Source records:

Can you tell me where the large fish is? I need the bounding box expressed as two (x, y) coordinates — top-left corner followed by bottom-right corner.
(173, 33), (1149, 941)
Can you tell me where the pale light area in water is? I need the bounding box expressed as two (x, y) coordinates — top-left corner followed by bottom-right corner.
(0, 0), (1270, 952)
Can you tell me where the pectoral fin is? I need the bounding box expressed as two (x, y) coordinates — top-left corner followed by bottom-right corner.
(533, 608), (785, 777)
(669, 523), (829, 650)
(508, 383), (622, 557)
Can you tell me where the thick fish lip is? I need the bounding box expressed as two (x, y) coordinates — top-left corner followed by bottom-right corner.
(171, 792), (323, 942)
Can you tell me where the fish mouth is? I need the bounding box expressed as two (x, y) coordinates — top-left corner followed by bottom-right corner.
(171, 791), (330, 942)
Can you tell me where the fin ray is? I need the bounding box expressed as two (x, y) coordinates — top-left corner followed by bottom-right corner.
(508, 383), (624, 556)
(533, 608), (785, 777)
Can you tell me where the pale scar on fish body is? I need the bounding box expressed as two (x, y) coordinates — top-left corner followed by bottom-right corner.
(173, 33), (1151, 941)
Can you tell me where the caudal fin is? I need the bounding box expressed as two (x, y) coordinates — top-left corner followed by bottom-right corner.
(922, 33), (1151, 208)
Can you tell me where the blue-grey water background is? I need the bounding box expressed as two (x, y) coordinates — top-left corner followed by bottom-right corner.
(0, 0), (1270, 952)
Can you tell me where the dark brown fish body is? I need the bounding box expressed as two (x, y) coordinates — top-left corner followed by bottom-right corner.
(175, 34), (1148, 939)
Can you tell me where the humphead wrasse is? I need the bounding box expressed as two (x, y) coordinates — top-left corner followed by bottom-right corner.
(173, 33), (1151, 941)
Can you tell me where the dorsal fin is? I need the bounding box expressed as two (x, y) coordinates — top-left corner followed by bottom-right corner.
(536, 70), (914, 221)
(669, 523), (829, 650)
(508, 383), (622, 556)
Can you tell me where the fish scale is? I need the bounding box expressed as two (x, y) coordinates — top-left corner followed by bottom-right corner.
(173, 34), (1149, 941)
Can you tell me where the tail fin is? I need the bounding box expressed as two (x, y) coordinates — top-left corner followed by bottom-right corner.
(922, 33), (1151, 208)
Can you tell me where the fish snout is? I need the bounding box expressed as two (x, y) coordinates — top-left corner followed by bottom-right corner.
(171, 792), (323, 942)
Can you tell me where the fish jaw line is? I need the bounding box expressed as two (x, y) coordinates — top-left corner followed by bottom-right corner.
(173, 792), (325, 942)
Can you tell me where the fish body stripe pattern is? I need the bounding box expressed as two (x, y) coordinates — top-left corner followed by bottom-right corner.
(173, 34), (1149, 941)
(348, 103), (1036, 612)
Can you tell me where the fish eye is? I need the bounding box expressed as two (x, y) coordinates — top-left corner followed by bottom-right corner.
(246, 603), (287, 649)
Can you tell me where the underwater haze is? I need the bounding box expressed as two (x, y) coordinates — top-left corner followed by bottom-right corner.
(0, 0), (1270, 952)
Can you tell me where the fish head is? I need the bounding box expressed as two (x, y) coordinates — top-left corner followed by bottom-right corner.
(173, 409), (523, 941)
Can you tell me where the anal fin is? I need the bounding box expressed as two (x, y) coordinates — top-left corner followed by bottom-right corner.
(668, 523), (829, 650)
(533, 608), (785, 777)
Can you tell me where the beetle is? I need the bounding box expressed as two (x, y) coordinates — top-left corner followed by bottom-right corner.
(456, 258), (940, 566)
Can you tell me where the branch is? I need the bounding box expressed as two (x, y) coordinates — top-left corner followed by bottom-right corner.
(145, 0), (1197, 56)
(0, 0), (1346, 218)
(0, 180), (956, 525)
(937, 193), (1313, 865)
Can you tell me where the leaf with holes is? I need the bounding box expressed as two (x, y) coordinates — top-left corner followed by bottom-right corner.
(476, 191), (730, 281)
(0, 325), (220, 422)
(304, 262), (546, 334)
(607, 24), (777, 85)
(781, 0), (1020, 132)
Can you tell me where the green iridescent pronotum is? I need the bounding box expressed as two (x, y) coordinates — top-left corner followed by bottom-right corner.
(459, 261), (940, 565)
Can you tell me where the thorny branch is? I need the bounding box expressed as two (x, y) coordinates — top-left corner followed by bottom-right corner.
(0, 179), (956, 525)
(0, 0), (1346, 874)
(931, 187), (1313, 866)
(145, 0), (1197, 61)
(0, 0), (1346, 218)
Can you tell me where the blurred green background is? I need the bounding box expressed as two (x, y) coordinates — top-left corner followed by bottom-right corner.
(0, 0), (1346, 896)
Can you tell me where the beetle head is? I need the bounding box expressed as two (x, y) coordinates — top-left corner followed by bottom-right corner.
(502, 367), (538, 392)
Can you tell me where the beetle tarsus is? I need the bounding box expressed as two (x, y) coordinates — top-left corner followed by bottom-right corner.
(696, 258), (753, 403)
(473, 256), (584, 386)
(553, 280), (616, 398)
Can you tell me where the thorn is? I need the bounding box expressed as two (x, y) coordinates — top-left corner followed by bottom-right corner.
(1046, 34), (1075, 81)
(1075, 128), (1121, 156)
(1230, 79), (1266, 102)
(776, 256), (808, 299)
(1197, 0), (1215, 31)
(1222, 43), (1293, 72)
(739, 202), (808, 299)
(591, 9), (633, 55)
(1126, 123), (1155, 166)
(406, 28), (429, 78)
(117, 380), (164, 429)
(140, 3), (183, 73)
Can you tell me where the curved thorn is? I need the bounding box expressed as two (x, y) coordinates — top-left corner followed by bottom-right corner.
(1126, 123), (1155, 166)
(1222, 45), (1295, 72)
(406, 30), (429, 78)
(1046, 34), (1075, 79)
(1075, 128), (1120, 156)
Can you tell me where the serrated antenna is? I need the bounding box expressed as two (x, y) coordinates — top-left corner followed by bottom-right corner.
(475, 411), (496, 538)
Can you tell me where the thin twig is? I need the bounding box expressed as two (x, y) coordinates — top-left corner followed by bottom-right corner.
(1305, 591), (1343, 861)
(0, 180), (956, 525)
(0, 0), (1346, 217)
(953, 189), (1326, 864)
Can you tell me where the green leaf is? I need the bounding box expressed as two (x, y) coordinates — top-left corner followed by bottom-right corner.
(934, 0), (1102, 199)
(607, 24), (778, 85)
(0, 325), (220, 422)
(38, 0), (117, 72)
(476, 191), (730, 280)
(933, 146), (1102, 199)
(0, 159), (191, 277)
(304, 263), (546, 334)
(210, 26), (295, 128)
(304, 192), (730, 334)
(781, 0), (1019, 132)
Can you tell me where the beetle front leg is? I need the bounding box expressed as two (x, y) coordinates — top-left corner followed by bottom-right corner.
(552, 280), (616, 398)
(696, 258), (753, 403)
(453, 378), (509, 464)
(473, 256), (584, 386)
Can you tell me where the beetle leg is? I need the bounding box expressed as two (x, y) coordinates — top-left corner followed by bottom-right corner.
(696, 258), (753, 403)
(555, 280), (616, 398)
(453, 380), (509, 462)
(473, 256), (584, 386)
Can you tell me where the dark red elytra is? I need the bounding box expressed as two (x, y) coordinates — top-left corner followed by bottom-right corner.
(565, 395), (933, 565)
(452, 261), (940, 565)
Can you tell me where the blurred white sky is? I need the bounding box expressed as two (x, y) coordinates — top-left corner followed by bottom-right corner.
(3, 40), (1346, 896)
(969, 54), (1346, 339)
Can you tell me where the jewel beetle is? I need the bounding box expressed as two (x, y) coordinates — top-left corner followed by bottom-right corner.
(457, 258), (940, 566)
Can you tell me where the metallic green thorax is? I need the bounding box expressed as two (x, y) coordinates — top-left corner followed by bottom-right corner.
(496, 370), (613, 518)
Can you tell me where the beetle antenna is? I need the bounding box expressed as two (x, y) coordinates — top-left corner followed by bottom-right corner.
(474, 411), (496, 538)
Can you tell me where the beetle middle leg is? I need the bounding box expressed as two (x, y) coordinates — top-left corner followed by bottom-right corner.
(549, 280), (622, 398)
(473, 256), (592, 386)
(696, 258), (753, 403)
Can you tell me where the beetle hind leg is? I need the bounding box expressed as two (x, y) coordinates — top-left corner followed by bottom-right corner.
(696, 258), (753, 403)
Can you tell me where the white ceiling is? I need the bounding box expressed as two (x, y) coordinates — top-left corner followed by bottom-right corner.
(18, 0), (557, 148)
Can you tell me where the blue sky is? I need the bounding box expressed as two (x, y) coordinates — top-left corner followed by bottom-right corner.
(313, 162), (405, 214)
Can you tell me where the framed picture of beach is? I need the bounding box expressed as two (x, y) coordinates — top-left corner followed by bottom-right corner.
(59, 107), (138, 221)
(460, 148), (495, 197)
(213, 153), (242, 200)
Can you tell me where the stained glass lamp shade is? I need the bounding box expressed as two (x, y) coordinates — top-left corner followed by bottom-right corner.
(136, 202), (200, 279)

Stated problem - Reproduce the lines in the records from the one containing "Can you tell me where the beetle leg" up to and including the one containing "(969, 54), (1346, 339)", keeping the requests unchanged. In the answers, multiply every coordinate by 2.3 and round it to a whole number, with halves rounded up.

Correct result -
Can you tell me where the beetle leg is? I need the bounding box expressed as two (x, y) coordinates — top-left corner followed by bottom-right corner.
(1601, 593), (1732, 927)
(1277, 644), (1417, 915)
(1042, 874), (1171, 1063)
(1088, 589), (1343, 888)
Can you tell me where the dark red elytra is? I need the bounding box expressed as two (x, y) coordinates — top-left corner followed by bottom-right corner.
(1300, 909), (2146, 1300)
(1040, 600), (2162, 1300)
Can you tell me where the blurred white sky is? I need the bounding box expressed as two (x, y) coordinates — top-left corner followed by bottom-right corner.
(7, 92), (3096, 2061)
(2229, 124), (3096, 780)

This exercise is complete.